◆ **Task description**: Please repeat the Blood Money column below word for word, from start to finish.

◆ **Given passage**:

------------------------------------------------------------

News

News

Blood Money, Vol. 26

By Todd Gilchrist on Jul 3, 2012

Blood Money, Vol. 26

Greetings, friends. Welcome to another installment of Blood Money, where we find you the best deals when you’re looking to buy a lot of blood. Or, according to my benevolent overlords, a weekly column in which we scour the best that the entertainment world has to offer and run down a checklist of the stuff you simply gotta have. Unfortunately, with the July 4 holiday bearing down on New Release day, pickings are slimmer than usual. Nevertheless, we’ll do our best to find some interesting entertainment to capture your imagination.

 

Theatrically, the only horror film opening this week is The Pact. Written and directed by newcomer Nicholas McCarthy, the film stars Agnes Bruckner, Casper Van Dien and Caity Lotz, and follows a young woman who begins to experience strange occurrences after she returns to her childhood home for her mother’s funeral. Although the trailer suggests that the film combines straightforward storytelling with found-footage technique, it certainly looks as effective as any of the other recent films that have essentially featured a variation on this same plot. That said, the make-up on the girl who can talk to spirits is more than a little overdone – or at the very least, she needs to get some sun.

------------------------------------------------------------

◆ **Dataset records**:

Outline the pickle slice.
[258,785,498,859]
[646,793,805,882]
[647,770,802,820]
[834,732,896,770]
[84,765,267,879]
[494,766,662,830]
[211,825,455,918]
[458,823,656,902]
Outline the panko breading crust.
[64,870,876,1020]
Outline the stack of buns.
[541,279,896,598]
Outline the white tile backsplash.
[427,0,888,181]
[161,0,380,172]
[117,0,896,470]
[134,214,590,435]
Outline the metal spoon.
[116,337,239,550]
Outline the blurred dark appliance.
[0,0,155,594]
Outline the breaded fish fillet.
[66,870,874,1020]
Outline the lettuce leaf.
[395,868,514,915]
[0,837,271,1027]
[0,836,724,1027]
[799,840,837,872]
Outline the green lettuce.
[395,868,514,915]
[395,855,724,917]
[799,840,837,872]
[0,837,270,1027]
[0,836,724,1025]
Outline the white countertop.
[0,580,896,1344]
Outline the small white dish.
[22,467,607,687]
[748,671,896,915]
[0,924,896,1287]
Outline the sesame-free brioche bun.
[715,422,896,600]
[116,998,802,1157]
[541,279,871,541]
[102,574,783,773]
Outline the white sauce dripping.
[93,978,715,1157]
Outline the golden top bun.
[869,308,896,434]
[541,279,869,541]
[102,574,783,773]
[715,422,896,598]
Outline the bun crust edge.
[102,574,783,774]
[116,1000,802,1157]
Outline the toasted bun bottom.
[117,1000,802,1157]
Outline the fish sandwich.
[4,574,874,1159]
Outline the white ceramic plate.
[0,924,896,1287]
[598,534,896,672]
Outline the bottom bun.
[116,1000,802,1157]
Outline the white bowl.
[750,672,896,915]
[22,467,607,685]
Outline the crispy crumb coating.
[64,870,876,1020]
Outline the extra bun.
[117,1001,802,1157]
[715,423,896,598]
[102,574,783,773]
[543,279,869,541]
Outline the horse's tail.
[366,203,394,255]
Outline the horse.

------------------------------------------------------------

◆ **Written response**:
News

News

Blood Money, Vol. 26

By Todd Gilchrist on Jul 3, 2012

Blood Money, Vol. 26

Greetings, friends. Welcome to another installment of Blood Money, where we find you the best deals when you’re looking to buy a lot of blood. Or, according to my benevolent overlords, a weekly column in which we scour the best that the entertainment world has to offer and run down a checklist of the stuff you simply gotta have. Unfortunately, with the July 4 holiday bearing down on New Release day, pickings are slimmer than usual. Nevertheless, we’ll do our best to find some interesting entertainment to capture your imagination.

 

Theatrically, the only horror film opening this week is The Pact. Written and directed by newcomer Nicholas McCarthy, the film stars Agnes Bruckner, Casper Van Dien and Caity Lotz, and follows a young woman who begins to experience strange occurrences after she returns to her childhood home for her mother’s funeral. Although the trailer suggests that the film combines straightforward storytelling with found-footage technique, it certainly looks as effective as any of the other recent films that have essentially featured a variation on this same plot. That said, the make-up on the girl who can talk to spirits is more than a little overdone – or at the very least, she needs to get some sun.